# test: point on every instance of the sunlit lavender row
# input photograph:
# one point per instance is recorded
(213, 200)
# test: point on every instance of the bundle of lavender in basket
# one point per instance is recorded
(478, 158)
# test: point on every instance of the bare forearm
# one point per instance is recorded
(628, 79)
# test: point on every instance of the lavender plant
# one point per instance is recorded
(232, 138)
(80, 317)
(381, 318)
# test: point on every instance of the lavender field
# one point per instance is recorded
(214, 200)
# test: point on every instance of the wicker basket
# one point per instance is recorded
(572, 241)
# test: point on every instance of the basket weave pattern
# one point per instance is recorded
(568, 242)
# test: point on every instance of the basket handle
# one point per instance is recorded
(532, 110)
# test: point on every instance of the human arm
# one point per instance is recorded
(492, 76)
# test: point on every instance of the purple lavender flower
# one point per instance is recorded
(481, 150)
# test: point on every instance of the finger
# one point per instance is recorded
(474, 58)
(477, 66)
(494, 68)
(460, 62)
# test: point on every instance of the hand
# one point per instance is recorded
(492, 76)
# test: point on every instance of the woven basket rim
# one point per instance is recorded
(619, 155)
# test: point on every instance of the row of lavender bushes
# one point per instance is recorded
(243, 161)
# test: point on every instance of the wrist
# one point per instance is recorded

★ ★ ★ ★ ★

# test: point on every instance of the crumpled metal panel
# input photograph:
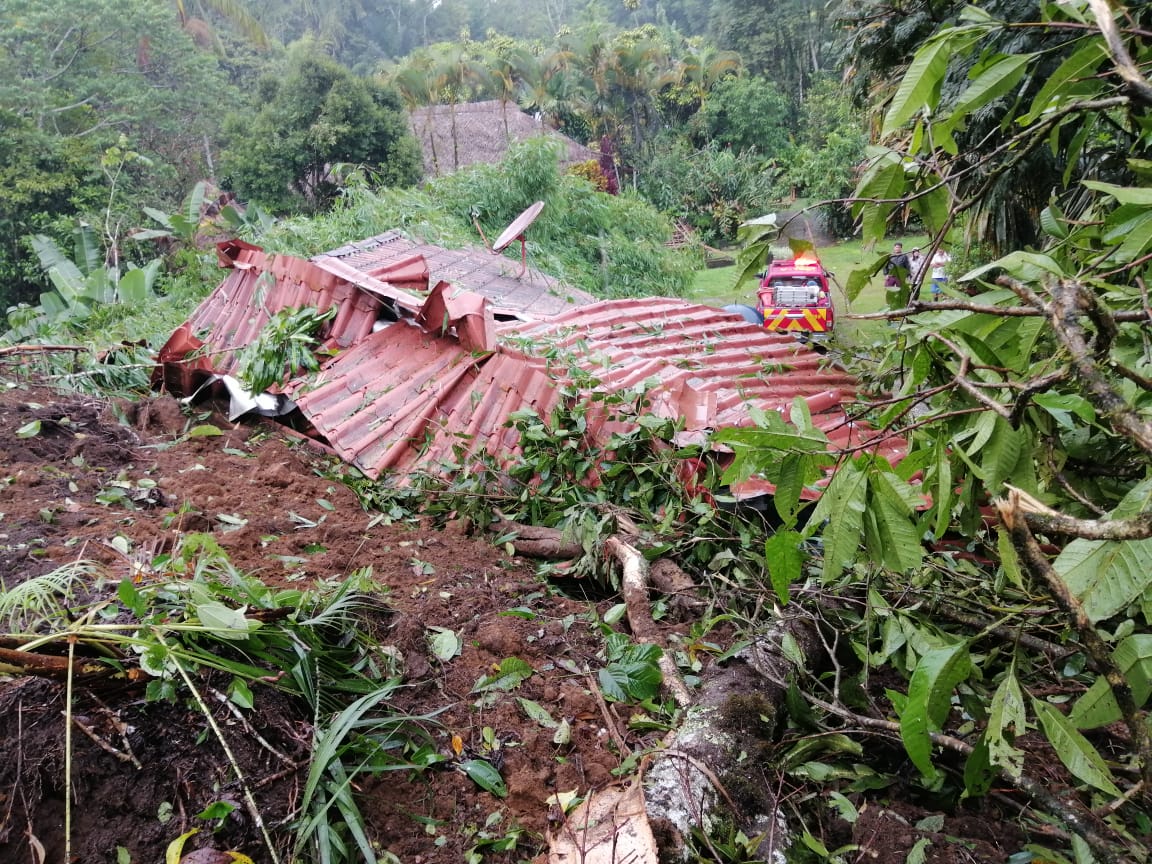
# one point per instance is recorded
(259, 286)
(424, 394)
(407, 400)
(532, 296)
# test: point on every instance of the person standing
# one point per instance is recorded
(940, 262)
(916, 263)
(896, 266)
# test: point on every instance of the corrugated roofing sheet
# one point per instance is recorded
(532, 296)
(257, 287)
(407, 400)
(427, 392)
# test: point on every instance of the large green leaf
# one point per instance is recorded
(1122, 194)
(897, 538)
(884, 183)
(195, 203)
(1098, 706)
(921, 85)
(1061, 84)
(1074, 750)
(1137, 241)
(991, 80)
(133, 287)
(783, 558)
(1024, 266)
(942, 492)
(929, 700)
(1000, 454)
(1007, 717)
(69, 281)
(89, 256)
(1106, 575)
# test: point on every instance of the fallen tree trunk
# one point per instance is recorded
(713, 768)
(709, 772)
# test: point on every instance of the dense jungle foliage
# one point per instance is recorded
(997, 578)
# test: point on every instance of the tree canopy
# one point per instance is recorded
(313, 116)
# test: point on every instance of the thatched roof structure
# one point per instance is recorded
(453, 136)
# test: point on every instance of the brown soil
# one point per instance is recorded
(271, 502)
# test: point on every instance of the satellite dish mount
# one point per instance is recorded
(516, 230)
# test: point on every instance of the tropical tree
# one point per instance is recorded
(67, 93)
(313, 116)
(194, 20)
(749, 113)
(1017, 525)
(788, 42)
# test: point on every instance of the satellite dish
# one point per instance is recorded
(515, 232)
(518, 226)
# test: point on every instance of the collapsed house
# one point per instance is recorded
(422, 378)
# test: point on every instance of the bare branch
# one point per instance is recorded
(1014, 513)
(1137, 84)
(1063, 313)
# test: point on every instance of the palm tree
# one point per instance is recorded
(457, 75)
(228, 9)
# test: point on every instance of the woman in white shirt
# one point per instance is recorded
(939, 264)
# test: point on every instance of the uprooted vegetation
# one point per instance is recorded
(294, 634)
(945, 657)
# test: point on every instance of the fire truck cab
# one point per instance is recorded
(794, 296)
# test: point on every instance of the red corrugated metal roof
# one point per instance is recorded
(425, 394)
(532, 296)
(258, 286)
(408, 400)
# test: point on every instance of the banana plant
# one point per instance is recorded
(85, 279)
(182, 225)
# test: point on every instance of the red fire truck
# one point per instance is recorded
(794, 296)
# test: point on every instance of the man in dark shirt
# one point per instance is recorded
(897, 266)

★ ★ ★ ★ ★

» WORK TO BE COMPLETED
Convert the items starting with the line containing "# test: point on every instance of the large" and going on through the line containing "(1106, 575)" into a two-column CSV with the headers item_text and answer. Give one row per item, with its text and its answer each in a single double-quoted field and line breaks replaced by spaces.

» TASK RESULT
item_text,answer
"# test: point on every instance of the large green leaf # one point per instance is recorded","(1122, 194) (897, 538) (884, 183) (195, 203) (1098, 706) (921, 85) (1061, 84) (1074, 750) (1137, 241) (991, 80) (133, 287) (783, 558) (1024, 266) (942, 492) (929, 700) (1000, 454) (1007, 717) (69, 281) (89, 256) (1106, 575)"